Study text:
::::
Lewsey Farm is a suburb of Luton, in the Luton district, in the ceremonial county of Bedfordshire, England. Situated in the north-west of the town, the area is roughly bounded by the Woodside Link to the north, Leagrave High Street to the south, Poynters Road to the west, and Pastures Way to the east. The wider area including nearby districts Lewsey Park and Lewsey are sometimes referred to as Lewsey Farm.

History
Lewsey Farm takes its name from the former farm on the site of the modern suburb, 'Lewsey Farm'. Poynters Road, which passes by Lewsey Farm and forms the border between Luton and Dunstable, was named after Poynters Farm which was slightly to the north of Lewsey Farm. Lewsey Farm was situated on land belonging to the Lucy (Lewsey) family (who owned the manor from 1305 to 1455).

Lewsey Farm was built on land north of Lewsey in the 1960s and 1970s. When it was built there was still open land to the east and north of the suburb, until the suburb of Lewsey Park was built to the east a few decades later. A large amount of the houses were social housing, built in the typical style of the time, straight roads of square yellow or grey brick built terraced houses.

Local area
At the centre of Lewsey Farm is St. Dominic’s Square, the local shopping area. This includes a greengrocer, post office, newsagent, supermarket, chemist, a co-op, and a general store selling halal meat.

The area is served by St. Martin de Porres Roman Catholic Church, at the corner of Leagrave High Street and Pastures Way. Lewsey Farm also has a doctors surgery and pharmacy in the north of the area, Wheatfields Surgery. Regis Road recreation ground is in the area, which includes a park and play facilities.

Schools

Primary schools 

Chantry Primary Academy
Ferrars Junior School
St Martin de Porres Primary School
Southfield Primary School

Secondary schools 
 Chalk Hills Academy

Politics
Lewsey Farm is part of the larger Lewsey ward, which also includes Lewsey and Lewsey Park. The ward is represented by Cllr Jacqui Burnett (Labour), Cllr Aslam Khan (Labour) and Council leader Cllr Hazel Simmons (Labour).

The ward forms part of the parliamentary constituency of Luton North and the MP is Sarah Owen (Labour).
::::
Things to do:
1. Could you copy the Lewsey Farm text word for word, from "Lewsey Farm was built" to "selling halal meat."?
2. Do the following statements agree with the Lewsey Farm text? Answer yes or no for each, and quote the deciding words. (a) The Lucy family owned the manor from 1305 to 1455. (b) Lewsey Park was built before Lewsey Farm. (c) Wheatfields Surgery is in the south of the area.

Given data:
::::
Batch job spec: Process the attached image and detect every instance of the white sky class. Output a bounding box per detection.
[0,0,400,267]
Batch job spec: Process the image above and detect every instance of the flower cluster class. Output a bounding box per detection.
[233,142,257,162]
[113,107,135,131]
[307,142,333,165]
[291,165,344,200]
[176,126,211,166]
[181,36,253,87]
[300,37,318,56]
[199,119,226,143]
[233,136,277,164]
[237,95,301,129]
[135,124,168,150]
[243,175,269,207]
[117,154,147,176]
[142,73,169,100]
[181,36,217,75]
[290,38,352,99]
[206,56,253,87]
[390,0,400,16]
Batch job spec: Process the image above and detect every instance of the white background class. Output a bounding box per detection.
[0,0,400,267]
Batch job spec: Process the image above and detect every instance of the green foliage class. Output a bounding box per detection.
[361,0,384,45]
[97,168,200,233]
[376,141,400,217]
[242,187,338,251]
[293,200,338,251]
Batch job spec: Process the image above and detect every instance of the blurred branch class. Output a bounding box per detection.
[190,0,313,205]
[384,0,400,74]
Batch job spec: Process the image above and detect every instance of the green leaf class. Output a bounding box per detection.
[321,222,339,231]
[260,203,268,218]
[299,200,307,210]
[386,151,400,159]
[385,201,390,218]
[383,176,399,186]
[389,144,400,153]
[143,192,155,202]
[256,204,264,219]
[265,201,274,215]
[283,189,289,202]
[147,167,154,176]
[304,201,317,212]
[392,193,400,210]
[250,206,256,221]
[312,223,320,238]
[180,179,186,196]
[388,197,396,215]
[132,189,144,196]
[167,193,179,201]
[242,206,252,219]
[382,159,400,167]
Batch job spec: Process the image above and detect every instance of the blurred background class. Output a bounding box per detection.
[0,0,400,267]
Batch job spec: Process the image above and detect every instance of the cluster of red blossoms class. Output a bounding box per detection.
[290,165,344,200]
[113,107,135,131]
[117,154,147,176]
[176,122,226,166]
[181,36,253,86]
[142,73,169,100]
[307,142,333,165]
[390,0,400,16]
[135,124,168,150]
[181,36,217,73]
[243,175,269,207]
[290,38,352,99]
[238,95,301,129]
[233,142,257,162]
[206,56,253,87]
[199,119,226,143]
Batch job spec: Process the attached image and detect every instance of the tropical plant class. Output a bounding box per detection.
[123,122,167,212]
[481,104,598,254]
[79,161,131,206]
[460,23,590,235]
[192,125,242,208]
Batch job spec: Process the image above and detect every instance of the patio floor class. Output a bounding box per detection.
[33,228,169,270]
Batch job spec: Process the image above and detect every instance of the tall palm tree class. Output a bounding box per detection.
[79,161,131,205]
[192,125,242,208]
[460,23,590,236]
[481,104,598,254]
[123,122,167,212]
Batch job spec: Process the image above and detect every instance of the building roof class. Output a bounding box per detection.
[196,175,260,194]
::::
List of solutions:
1.
Lewsey Farm was built on land north of Lewsey in the 1960s and 1970s. When it was built there was still open land to the east and north of the suburb, until the suburb of Lewsey Park was built to the east a few decades later. A large amount of the houses were social housing, built in the typical style of the time, straight roads of square yellow or grey brick built terraced houses.

Local area
At the centre of Lewsey Farm is St. Dominic’s Square, the local shopping area. This includes a greengrocer, post office, newsagent, supermarket, chemist, a co-op, and a general store selling halal meat.

2.
(a) Yes: "who owned the manor from 1305 to 1455"
(b) No: "until the suburb of Lewsey Park was built to the east a few decades later"
(c) No: "a doctors surgery and pharmacy in the north of the area, Wheatfields Surgery"